**WRITTEN INSTRUCTION:** Produce an exact copy of the lines from the line containing "Task: mark each instance of the person" through the last line of the listing below, both ends included, and nothing else.

**SUPPLIED DATA:**
━━━━━━━━━━━━━━━━━━━━━━━━━━━━━━

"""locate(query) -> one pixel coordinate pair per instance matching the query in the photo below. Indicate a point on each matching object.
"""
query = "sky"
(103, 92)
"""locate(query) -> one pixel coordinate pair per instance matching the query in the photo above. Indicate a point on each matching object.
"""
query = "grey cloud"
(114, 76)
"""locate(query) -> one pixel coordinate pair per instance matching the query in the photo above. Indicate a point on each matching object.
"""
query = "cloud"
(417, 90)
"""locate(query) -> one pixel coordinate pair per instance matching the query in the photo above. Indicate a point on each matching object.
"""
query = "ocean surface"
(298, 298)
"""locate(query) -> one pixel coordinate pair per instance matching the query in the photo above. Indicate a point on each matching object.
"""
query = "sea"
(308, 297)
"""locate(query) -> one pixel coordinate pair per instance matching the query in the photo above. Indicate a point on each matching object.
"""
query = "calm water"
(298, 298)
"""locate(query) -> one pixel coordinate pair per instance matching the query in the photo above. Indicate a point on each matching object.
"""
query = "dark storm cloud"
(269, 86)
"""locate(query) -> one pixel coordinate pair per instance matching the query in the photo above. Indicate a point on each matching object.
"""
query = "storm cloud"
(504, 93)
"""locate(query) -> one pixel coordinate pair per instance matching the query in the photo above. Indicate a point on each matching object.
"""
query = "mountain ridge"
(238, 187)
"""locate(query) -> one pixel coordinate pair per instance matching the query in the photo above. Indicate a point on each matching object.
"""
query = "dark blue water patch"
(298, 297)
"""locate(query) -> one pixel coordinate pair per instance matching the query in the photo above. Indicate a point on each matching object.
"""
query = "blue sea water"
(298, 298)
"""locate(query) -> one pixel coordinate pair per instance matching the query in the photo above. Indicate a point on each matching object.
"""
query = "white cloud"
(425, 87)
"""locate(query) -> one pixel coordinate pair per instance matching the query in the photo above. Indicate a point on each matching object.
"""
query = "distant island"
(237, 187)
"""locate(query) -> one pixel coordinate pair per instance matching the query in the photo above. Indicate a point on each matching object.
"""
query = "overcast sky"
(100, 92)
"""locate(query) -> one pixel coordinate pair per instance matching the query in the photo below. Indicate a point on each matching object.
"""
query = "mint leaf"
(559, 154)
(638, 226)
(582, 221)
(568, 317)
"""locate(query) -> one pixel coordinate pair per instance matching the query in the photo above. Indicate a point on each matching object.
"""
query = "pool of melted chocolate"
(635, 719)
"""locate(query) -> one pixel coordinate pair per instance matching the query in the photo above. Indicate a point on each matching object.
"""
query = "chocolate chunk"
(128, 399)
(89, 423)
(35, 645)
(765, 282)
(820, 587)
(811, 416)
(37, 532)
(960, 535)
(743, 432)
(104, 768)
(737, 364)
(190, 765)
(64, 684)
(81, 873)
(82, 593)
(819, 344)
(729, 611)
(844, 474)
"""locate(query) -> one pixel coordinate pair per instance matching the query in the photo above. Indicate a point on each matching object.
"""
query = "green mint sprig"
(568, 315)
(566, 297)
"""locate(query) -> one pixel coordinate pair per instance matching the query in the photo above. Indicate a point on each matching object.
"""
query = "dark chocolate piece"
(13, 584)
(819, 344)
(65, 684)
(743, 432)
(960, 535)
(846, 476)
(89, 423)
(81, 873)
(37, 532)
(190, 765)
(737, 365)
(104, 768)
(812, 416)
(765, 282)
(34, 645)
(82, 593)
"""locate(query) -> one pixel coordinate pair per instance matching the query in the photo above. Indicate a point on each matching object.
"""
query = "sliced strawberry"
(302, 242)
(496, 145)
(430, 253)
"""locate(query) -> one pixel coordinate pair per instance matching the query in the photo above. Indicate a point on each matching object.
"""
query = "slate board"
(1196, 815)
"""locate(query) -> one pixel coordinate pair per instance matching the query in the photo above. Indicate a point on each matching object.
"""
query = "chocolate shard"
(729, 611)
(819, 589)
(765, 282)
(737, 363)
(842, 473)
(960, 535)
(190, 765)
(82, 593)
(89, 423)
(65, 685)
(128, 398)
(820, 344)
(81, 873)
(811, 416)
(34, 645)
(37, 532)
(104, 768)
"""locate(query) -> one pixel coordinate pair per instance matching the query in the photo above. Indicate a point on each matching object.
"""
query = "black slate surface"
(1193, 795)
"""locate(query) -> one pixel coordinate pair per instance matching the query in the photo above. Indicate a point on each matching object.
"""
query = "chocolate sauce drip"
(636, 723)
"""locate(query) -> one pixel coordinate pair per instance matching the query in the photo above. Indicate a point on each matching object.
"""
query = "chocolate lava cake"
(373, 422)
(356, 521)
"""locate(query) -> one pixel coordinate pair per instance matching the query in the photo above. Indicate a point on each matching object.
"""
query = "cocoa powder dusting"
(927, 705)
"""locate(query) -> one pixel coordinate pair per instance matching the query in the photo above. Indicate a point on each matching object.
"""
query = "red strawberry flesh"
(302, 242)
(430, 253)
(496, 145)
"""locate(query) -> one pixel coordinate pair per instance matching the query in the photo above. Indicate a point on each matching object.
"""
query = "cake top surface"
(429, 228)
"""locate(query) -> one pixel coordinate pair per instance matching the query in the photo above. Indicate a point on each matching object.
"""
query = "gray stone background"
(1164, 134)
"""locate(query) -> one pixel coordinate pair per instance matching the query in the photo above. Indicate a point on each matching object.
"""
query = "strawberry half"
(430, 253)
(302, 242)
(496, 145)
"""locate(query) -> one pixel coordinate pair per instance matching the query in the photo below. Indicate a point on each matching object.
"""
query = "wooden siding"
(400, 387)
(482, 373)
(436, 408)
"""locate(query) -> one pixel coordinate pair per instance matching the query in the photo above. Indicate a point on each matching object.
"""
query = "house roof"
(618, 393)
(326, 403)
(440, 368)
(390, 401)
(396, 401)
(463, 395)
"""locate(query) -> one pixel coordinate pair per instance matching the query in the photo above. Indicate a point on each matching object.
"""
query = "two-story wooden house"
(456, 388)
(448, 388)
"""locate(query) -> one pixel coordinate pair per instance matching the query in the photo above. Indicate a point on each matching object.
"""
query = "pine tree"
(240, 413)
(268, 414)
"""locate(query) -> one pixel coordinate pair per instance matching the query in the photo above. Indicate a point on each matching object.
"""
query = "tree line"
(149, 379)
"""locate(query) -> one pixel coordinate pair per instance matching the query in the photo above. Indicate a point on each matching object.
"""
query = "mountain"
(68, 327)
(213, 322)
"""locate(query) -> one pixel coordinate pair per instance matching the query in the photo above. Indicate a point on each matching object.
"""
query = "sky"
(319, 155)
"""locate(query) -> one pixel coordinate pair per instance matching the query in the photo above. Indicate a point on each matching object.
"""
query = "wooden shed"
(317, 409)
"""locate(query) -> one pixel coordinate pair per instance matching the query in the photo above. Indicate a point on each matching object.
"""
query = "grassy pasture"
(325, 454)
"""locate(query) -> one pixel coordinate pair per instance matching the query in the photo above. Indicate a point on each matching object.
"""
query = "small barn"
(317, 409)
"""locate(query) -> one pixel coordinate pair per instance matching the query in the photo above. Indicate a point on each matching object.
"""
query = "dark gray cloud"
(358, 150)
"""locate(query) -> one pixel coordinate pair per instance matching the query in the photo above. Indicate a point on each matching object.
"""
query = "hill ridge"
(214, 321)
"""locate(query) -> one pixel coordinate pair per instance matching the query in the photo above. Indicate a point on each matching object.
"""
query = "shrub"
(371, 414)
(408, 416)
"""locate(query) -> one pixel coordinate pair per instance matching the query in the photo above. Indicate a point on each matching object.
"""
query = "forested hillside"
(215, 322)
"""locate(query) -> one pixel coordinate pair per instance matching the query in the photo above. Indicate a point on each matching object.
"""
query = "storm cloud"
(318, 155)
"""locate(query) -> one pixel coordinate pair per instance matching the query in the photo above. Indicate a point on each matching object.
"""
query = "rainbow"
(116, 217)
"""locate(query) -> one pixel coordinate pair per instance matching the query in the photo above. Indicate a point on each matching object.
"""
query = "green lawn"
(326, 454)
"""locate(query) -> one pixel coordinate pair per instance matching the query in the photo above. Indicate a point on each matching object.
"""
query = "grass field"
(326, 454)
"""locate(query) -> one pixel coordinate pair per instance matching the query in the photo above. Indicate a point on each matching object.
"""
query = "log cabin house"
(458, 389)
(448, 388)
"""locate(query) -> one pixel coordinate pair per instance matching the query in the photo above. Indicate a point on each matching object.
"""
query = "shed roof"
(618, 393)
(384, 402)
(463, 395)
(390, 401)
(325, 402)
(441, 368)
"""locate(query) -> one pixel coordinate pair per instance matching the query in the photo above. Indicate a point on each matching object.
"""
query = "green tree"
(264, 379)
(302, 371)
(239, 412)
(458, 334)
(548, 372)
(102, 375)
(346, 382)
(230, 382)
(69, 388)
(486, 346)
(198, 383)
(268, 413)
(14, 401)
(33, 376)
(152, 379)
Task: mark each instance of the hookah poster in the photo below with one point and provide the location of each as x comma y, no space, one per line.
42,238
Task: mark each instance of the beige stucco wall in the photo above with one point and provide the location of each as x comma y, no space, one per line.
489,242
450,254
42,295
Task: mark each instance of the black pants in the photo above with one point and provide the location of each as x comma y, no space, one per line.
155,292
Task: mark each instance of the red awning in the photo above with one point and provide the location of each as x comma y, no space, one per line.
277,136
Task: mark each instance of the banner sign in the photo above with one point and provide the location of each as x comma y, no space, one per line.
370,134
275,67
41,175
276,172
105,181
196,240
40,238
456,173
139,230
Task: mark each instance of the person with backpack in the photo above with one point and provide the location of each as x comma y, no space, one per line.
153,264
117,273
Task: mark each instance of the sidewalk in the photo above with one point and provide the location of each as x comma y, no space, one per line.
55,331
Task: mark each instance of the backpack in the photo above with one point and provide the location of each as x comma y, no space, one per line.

━━━━━━━━━━━━━━━━━━━━━━━━━━━━━━

**REPLY TO THE EXERCISE:**
Task: mark each instance of the person with backpack in the photo above with one point and provide the location of each as x comma y, no space, one per line.
153,264
117,273
Task: mark each instance of the sidewalk in the photo above with one point and provide the location of each as x comma y, no space, one per line.
55,331
Task: mark each instance of the backpack in the photo above with one point and provide the location of each as x comma y, no space, one per line.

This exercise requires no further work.